Top of DOCUMENT PASSAGE
-15.png)
Leadership is often measured by productivity—how much we accomplish, how many people we serve, how quickly we move from one challenge to the next. Rarely do we ask a different question: What do leaders need in order to flourish?
That is the question at the heart of the Women's Foundation of the South's (WFS) WŌC@Rest™ Alabama Cohort, a three-year investment in women and gender-expansive leaders from across the state. Rather than treating rest as a luxury or a reward earned after burnout, WFS is advancing a more compelling proposition: the well-being of those who lead is itself essential infrastructure for building healthier organizations, stronger communities, and a more just South.
The Alabama Institute for Social Justice (AISJ) was honored to join this remarkable cohort, which brings together leaders from diverse sectors who share a commitment to strengthening their communities while supporting one another over the next three years.
The Foundation's philosophy was evident long before the first presentation began.
The gathering was held at Elevation Convening in Montgomery, a venue whose location carries its own meaning. Situated within the city's Legacy District and across from the Equal Justice Initiative's Montgomery Square, Elevation exists within a landscape that asks visitors to wrestle honestly with American history. It is impossible to gather in this part of Montgomery without recognizing that the city has become one of our nation's most important classrooms for understanding the enduring consequences of slavery, racial terror, resistance, and the ongoing pursuit of justice.
That choice of place mattered.
It reflected an understanding that leadership is shaped not only by what we learn, but also by where we learn it. Spaces tell stories. They influence what we remember, whose voices we honor, and what possibilities we imagine for the future.
That lesson deepened as the cohort visited the Mothers of Gynecology Monument, where participants paused to honor Anarcha, Lucy, and Betsey—three enslaved Black women whose bodies were subjected to experimental surgeries without anesthesia in the development of modern gynecology. Grounding the cohort in this sacred place acknowledged a history too often omitted while honoring the women whose suffering contributed to medical advances from which generations have benefited.
For leaders committed to justice, this was more than a history lesson. It was a reminder that our work must always be grounded in truth. We cannot build equitable futures while remaining disconnected from the histories that made those futures necessary.
That kind of intentionality characterized the entire convening.
Every aspect of the experience reflected thoughtful care—not in ways that felt performative, but in ways that communicated something increasingly rare in leadership spaces: your humanity matters as much as your work. Participants were not valued simply because of the positions they hold or the organizations they lead. They were welcomed as whole people, deserving of rest, joy, reflection, laughter, and genuine community.
Founded in 2020, the Women's Foundation of the South is the first philanthropic foundation created exclusively to advance women and girls of color throughout the Southern United States. At a time when many philanthropic institutions continue to prioritize short-term outcomes, WFS has embraced a different model—one rooted in trust, long-term relationships, and the conviction that the people closest to a community's challenges are also closest to its solutions.
Bottom of DOCUMENT PASSAGE
Top of DATASET EXTRACT
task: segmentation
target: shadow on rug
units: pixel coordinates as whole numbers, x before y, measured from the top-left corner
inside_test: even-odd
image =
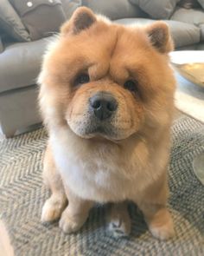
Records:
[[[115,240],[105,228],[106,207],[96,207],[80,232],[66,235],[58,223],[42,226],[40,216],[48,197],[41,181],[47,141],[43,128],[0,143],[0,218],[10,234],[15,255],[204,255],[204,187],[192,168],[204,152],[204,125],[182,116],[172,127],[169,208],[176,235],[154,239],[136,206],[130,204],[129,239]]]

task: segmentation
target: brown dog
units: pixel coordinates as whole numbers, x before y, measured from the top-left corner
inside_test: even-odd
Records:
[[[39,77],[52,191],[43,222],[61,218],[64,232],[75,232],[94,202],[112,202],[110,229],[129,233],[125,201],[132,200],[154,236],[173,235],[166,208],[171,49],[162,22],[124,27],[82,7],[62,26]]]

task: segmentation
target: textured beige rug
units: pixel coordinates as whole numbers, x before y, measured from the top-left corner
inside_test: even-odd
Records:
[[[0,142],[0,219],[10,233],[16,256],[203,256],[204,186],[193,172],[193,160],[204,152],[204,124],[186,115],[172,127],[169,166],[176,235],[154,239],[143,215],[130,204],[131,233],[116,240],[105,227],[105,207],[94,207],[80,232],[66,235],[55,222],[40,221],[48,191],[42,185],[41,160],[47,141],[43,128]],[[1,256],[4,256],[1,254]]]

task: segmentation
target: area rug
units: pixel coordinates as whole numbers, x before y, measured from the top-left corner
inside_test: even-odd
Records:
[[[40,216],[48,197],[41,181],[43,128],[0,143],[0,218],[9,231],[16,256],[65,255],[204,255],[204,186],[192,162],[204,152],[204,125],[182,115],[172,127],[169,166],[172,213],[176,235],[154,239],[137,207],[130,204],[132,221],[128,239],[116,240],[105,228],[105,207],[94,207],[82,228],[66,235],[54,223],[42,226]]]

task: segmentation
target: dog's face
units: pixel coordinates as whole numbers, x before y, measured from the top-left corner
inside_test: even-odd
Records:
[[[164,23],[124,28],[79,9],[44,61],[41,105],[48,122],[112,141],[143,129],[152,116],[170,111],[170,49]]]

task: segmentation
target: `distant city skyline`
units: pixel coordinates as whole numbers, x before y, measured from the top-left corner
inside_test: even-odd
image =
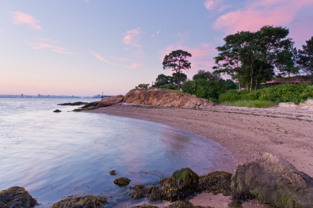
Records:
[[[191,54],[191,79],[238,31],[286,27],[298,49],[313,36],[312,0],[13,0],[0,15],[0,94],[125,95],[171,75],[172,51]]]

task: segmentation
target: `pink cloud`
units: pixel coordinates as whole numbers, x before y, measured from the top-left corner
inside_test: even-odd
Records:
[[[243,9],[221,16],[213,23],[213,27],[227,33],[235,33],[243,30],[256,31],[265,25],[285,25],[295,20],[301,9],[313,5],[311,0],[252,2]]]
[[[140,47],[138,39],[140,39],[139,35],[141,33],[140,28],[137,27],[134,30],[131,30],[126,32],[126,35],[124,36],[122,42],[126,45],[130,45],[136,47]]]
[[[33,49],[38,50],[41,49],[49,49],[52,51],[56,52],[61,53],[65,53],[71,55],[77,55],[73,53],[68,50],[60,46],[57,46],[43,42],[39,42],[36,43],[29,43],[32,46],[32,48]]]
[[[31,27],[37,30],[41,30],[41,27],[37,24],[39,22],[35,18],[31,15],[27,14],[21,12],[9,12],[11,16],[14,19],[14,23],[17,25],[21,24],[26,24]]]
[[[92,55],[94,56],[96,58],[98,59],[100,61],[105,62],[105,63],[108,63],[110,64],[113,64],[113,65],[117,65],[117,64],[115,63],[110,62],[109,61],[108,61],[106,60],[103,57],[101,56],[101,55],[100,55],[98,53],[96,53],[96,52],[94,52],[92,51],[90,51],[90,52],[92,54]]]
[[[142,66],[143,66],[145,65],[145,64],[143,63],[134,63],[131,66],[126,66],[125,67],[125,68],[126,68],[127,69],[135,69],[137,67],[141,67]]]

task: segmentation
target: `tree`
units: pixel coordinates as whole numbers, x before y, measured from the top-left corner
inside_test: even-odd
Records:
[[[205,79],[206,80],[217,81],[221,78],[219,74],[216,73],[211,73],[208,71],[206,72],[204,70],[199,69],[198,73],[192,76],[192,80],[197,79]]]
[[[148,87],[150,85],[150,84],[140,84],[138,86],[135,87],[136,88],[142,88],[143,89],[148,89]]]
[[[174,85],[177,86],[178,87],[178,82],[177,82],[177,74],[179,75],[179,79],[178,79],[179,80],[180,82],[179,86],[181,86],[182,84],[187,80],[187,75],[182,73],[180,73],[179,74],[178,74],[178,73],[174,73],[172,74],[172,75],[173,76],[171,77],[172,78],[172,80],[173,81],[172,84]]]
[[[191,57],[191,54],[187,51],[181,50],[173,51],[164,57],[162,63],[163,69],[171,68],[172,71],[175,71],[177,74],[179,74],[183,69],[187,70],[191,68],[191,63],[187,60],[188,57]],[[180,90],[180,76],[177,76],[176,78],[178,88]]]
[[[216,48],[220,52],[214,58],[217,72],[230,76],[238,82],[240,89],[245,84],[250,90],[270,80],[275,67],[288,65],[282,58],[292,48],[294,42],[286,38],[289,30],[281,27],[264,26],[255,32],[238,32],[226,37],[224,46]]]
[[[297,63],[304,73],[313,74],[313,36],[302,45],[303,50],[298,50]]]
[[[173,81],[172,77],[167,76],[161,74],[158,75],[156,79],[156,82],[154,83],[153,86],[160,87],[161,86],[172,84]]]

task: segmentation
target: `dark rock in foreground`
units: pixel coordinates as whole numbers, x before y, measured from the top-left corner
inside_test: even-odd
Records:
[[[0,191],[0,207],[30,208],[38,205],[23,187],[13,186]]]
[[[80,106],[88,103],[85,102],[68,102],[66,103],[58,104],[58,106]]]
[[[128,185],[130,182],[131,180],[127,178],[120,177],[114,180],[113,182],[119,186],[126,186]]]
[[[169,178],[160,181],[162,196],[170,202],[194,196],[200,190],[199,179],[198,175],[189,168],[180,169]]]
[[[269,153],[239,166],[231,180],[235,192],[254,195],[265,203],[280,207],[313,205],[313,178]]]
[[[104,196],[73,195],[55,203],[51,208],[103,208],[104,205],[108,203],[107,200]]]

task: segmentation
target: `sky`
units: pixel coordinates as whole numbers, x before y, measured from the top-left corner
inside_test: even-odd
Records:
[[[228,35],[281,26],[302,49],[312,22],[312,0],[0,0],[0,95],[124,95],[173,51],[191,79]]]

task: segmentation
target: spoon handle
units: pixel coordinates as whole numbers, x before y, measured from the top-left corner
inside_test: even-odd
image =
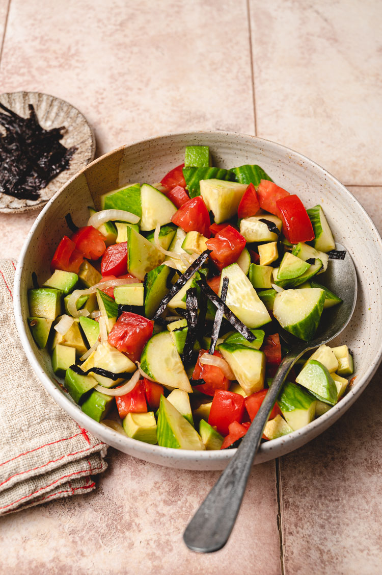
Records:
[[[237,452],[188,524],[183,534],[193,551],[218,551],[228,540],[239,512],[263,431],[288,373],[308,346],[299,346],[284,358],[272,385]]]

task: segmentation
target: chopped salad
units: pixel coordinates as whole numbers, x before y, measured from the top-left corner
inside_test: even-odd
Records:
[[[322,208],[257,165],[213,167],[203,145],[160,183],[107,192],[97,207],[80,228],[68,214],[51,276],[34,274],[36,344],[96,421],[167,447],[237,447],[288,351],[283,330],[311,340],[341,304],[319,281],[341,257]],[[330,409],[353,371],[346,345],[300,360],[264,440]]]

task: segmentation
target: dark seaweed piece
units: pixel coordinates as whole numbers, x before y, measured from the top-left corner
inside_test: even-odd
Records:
Bottom of DATASET EXTRACT
*QUESTIONS ON THE MATERIAL*:
1: Answer these questions from the cohort article:
(a) At what venue in Montgomery was the gathering held?
(b) Which three women did participants honor at the Mothers of Gynecology Monument?
(c) In what year was the Women's Foundation of the South founded?
2: Pick up the cohort article after its final sentence and carry it forward.
These rows were taken from a different source than the cohort article.

*ANSWERS TO EACH TASK*:
1:
(a) Elevation Convening
(b) Anarcha, Lucy, and Betsey
(c) 2020

2:
That vision has been shaped by the leadership of its Founding President and CEO, Carmen James Randolph, whose work has helped redefine what Southern philanthropy can look like. Rather than asking communities to conform to institutional priorities, WFS begins by listening. Rather than viewing wellness as separate from leadership, it understands that movements are only as sustainable as the people carrying them.
The WŌC@Rest™ initiative embodies that philosophy.
Across the South, WŌC@Rest™ has created opportunities for women and gender-expansive leaders to cultivate relationships, strengthen their leadership, and reclaim practices of restoration that are too often sacrificed in the pursuit of service. The Alabama cohort extends that commitment through a sustained, three-year investment that recognizes leadership is not developed during a single conference or retreat. It grows through trust, shared experience, honest reflection, and communities willing to care for one another over time.
Perhaps that is what makes this initiative so significant.
For generations, Black women have been celebrated for their resilience while receiving too little support for their well-being. We have inherited a culture that too often confuses constant sacrifice with faithful leadership. WŌC@Rest™ offers a different imagination—one that suggests our capacity to transform communities is strengthened, not diminished, when we make room for restoration.
The Women's Foundation of the South is making a profound statement through this work. Investing in women and gender-expansive leaders is not simply an investment in individual success. It is an investment in the civic, cultural, and moral future of the South. By creating spaces where leaders can think deeply, build lasting relationships, honor difficult histories, and care for themselves as intentionally as they care for others, the Foundation is helping cultivate the kind of leadership this moment requires.
In the end, the most enduring lesson from Montgomery may not have been about rest alone. It was about what becomes possible when institutions choose to value people as much as they value outcomes. That is not simply good philanthropy. It is a different way of imagining leadership itself.